** START OF PROVIDED ENTRIES **

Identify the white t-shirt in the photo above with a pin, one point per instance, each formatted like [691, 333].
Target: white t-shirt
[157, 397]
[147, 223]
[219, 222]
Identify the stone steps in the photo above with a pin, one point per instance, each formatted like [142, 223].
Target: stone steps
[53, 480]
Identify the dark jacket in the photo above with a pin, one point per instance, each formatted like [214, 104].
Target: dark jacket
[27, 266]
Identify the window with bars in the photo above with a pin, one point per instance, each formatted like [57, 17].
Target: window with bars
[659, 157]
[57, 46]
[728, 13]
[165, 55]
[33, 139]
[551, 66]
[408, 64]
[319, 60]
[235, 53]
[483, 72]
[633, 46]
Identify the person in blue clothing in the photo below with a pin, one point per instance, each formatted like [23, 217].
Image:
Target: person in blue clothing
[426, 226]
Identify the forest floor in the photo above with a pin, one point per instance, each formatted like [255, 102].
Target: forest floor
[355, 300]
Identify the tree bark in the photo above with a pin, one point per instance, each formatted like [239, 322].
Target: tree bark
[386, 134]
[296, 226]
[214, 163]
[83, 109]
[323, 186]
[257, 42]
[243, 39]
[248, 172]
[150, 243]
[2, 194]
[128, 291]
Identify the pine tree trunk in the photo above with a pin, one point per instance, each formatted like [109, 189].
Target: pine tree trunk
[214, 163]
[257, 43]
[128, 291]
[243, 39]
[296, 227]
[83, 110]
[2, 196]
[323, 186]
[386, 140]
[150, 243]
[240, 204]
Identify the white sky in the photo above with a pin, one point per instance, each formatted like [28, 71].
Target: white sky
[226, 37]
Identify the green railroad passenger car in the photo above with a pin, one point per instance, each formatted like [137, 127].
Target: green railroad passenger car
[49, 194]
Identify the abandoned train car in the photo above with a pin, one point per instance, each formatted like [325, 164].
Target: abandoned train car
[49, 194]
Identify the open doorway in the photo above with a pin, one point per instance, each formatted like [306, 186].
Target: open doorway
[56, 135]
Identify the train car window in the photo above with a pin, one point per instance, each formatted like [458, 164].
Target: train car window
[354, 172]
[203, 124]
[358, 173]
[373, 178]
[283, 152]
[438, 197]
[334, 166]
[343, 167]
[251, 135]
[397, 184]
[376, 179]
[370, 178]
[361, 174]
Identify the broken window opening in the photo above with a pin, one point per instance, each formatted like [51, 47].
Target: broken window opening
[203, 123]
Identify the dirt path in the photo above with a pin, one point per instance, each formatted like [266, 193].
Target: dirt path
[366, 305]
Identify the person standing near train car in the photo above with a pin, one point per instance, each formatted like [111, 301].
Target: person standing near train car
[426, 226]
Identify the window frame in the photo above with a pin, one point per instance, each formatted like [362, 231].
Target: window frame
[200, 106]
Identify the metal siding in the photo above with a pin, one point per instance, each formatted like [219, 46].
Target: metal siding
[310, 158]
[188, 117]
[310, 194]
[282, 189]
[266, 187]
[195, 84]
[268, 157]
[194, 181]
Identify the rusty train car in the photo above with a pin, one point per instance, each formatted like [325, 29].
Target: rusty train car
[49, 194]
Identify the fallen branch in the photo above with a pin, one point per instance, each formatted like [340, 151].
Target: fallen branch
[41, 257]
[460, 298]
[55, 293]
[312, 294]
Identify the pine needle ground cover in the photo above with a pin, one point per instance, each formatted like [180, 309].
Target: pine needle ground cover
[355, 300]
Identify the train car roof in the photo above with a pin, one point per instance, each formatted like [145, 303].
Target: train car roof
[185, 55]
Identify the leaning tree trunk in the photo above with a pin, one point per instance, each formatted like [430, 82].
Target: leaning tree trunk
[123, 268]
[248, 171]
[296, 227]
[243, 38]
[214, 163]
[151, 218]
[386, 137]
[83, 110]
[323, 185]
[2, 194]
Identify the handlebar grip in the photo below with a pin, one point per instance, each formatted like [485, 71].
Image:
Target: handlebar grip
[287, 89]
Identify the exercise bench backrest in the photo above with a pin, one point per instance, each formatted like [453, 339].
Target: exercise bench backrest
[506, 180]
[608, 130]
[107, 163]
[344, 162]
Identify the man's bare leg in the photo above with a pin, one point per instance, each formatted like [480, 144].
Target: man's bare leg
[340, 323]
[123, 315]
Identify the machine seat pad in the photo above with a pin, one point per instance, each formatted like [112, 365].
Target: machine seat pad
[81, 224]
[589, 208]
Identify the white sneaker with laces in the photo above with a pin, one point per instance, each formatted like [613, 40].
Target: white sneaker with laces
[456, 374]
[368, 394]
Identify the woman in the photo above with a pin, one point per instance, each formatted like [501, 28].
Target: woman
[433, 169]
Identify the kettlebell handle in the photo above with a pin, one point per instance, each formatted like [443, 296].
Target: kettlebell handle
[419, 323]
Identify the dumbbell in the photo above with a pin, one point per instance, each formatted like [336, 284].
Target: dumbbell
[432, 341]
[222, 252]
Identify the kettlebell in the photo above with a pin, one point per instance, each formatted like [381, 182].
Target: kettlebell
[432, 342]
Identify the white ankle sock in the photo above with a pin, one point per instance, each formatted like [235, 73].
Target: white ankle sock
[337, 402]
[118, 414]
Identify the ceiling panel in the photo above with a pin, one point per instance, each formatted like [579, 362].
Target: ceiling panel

** END OF PROVIDED ENTRIES **

● **STATED PROBLEM**:
Copy every record above word for word, leaving nothing out and adding nothing.

● **OUTPUT FOR THIS TASK**:
Identify the white t-shirt in the photo above with a pin, one point per instance, each formatted like [691, 333].
Target: white t-shirt
[157, 397]
[147, 223]
[219, 222]
Identify the stone steps in the photo above with a pin, one point per instance, each formatted like [142, 223].
Target: stone steps
[53, 480]
Identify the dark jacket in the photo above with a pin, one point per instance, each formatted like [214, 104].
Target: dark jacket
[27, 266]
Identify the window with bars in the photo above with a pin, one point per instance, each formatted like [57, 17].
Target: window with bars
[659, 157]
[57, 46]
[728, 13]
[165, 55]
[33, 139]
[551, 66]
[408, 64]
[319, 60]
[235, 53]
[483, 72]
[633, 46]
Identify the person in blue clothing in the photo below with a pin, one point per instance, each formatted like [23, 217].
Image:
Target: person in blue clothing
[426, 226]
Identify the forest floor in the photo above with a pin, one point per instance, each formatted like [255, 102].
Target: forest floor
[355, 300]
Identify the tree bark in the photo above with a pin, one point per instance, each formatted like [239, 322].
Target: tree bark
[386, 134]
[296, 226]
[214, 163]
[83, 109]
[323, 186]
[257, 42]
[243, 39]
[248, 172]
[150, 243]
[2, 194]
[128, 291]
Identify the pine tree trunk in the photo above with a pin, one point per instance, each formatted like [109, 189].
Target: pine tree trunk
[214, 163]
[257, 43]
[128, 291]
[243, 39]
[296, 227]
[83, 110]
[2, 196]
[323, 186]
[386, 140]
[150, 243]
[240, 204]
Identify the white sky in the photo above with a pin, one point per instance, each formatted like [28, 71].
Target: white sky
[226, 37]
Identify the green railroad passenger car in the photo above with a pin, one point per instance, each formatted like [137, 127].
Target: green railroad passenger car
[49, 194]
Identify the abandoned train car in the photo above with a pin, one point per instance, each formatted like [325, 164].
Target: abandoned train car
[49, 194]
Identify the open doorway in the photo above with a pin, one point per instance, each formatted like [306, 186].
Target: open doorway
[56, 135]
Identify the train car window in the photo above with a pin, one point per instance, each formatted like [458, 164].
Target: train car window
[354, 172]
[203, 124]
[358, 173]
[373, 178]
[283, 152]
[438, 197]
[334, 166]
[343, 167]
[251, 135]
[397, 184]
[376, 179]
[370, 178]
[361, 174]
Identify the broken window opening in the photo above with a pin, one point per instance, each formatted like [51, 47].
Target: broken window opening
[203, 123]
Identify the dirt path in the photo above with a pin, one point per instance, each formatted like [266, 193].
Target: dirt path
[366, 305]
Identify the person standing near train car in the photo above with a pin, one point per instance, each formatted like [111, 301].
Target: person standing near train car
[426, 226]
Identify the window frame in the photo above with a pin, one point per instance, each formatted like [362, 231].
Target: window frame
[200, 106]
Identify the metal siding in the photo above with a pin, one point per instance, each formatted like [219, 46].
Target: metal siding
[310, 158]
[188, 117]
[310, 194]
[282, 189]
[266, 187]
[195, 84]
[268, 157]
[194, 181]
Identify the rusty train car in the photo above with a pin, one point per instance, each formatted like [325, 29].
Target: rusty train car
[49, 194]
Identify the fallen branch in the photo above with a pin, one point per instance, each formatted like [340, 151].
Target: fallen branch
[41, 257]
[460, 298]
[55, 293]
[312, 294]
Identify the pine needle ground cover in the photo above with a pin, one point per instance, each formatted like [180, 309].
Target: pine needle ground cover
[355, 300]
Identify the train car roof in the photo above with a pin, one point per instance, each formatted like [145, 303].
Target: train car roof
[185, 55]
Identify the leaning tree trunk in the photo above with a pin, one point per instance, each formatted like [430, 82].
Target: leaning tree trunk
[123, 268]
[248, 171]
[296, 227]
[243, 38]
[214, 163]
[151, 218]
[386, 137]
[83, 110]
[323, 185]
[2, 194]
Identify the handlebar grip in the photo below with a pin, one point per instance, each formatted like [485, 71].
Image:
Target: handlebar grip
[287, 89]
Identify the exercise bench backrest in the photo above with a pin, one point per instance, each formatted like [453, 339].
Target: exercise bench backrest
[506, 180]
[608, 130]
[107, 163]
[344, 162]
Identify the man's bare leg in the photo above with a pin, one point per instance, each formatted like [480, 144].
Target: man's bare leg
[340, 323]
[123, 315]
Identify the machine seat pad in the photo above with a pin, one point per instance, each formatted like [112, 365].
Target: machine seat pad
[81, 224]
[589, 208]
Identify the white sneaker with laces in the photo above with a pin, one point per instance, each formatted like [613, 40].
Target: white sneaker with laces
[456, 374]
[368, 394]
Identify the woman in the photo above with a pin, one point per instance, each formatted like [501, 28].
Target: woman
[433, 169]
Identify the kettlebell handle in the photo above with a pin, one point per instance, each formatted like [443, 296].
Target: kettlebell handle
[419, 323]
Identify the dumbbell in the photo above with a pin, one point per instance, each formatted like [336, 284].
Target: dumbbell
[432, 341]
[222, 252]
Identify the kettlebell in the photo above with a pin, one point per instance, each formatted like [381, 182].
Target: kettlebell
[432, 342]
Identify the white ankle sock in the photo above with a pin, one point per instance, each formatted like [235, 73].
Target: white ankle sock
[337, 402]
[118, 414]
Identify the ceiling panel in the photo above with a pin, one point per instance, each formatted like [579, 362].
Target: ceiling panel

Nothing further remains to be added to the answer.